_Records supplied_:
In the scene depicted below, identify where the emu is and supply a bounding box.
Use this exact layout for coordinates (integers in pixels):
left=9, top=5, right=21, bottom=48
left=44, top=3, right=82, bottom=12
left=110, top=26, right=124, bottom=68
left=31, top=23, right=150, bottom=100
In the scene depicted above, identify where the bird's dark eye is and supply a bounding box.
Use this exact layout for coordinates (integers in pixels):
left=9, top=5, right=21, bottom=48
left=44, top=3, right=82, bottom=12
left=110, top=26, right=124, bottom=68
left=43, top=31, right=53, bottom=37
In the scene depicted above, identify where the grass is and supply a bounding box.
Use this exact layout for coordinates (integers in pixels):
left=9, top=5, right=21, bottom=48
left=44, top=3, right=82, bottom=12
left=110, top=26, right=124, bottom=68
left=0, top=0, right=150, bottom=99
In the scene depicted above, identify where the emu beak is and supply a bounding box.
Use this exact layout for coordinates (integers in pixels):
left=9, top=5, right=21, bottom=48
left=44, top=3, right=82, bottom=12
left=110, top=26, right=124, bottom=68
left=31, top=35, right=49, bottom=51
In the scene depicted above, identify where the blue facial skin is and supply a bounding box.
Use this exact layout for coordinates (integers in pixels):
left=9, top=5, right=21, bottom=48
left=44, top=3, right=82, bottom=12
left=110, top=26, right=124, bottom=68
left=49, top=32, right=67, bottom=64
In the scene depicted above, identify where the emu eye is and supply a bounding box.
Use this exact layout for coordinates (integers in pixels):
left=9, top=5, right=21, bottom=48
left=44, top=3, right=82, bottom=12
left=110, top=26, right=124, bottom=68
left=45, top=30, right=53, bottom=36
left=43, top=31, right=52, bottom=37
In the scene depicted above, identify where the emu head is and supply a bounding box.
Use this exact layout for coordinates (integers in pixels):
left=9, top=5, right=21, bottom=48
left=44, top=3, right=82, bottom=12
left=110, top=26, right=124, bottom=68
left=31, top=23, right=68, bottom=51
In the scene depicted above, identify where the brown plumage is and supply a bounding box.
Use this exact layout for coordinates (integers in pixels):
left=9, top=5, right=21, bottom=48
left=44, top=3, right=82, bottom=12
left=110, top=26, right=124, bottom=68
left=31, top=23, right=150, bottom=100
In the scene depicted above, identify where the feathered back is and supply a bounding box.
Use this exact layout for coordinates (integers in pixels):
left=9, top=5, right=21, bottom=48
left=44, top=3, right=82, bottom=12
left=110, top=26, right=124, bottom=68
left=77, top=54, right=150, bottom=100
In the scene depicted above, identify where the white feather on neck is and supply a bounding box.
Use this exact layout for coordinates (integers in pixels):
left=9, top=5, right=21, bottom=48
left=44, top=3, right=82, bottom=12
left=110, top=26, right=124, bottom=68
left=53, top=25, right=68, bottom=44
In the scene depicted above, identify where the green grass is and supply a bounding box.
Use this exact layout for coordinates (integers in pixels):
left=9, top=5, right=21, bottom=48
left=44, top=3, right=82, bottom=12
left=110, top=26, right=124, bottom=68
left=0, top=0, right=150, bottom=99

_Goal of the exercise_: Go through the data and gather every line that holds "depicted".

_Finished exercise_:
In the scene depicted below, identify where the emu is and supply a bounding box.
In the scene depicted above, identify where the bird's dark eye is and supply a bounding box.
In the scene depicted above, identify where the grass is and supply a bounding box.
In the scene depicted above, identify where the emu beak is and supply a bounding box.
In the scene depicted above, identify where the blue facial skin is and supply a bounding box.
In the scene depicted above, identify where the emu eye is and supply a bounding box.
In the scene depicted above, identify where the emu head is and supply a bounding box.
In the scene depicted above, identify where the brown plumage is and supply a bounding box.
In the scene depicted above, identify where the feathered back is and supply a bounding box.
In the scene depicted above, identify where the white feather on neck is and supply a bounding box.
In the scene depicted above, identify where the green grass is and supply a bounding box.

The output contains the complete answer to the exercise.